* Given problem *
Which lines below contain the string "bank", with case counting? Extract each such line.
— START Entries provided —
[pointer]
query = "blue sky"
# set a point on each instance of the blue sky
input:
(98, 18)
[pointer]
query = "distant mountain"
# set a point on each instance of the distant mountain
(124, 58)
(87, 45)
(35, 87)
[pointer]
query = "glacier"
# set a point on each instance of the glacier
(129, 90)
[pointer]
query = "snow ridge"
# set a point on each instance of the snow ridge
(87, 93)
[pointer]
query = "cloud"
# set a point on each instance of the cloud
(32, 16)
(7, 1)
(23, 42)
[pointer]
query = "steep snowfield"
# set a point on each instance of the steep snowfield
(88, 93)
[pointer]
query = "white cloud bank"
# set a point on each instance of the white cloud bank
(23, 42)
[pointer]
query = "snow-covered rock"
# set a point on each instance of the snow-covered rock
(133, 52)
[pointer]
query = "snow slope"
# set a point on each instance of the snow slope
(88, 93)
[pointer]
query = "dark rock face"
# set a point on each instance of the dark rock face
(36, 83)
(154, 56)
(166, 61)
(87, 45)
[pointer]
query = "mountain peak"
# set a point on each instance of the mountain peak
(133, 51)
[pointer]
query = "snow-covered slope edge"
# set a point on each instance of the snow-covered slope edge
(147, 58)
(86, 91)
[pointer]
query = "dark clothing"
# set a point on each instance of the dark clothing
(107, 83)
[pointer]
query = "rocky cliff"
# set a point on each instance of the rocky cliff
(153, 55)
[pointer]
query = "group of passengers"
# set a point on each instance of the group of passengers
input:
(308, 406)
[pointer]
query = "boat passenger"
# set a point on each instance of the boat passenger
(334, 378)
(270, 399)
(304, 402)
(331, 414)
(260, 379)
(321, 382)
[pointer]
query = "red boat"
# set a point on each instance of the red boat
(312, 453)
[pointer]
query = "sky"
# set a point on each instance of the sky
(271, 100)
— END Entries provided —
* Full solution *
query = "white cloud bank"
# set a point on each instance of the white cloud bank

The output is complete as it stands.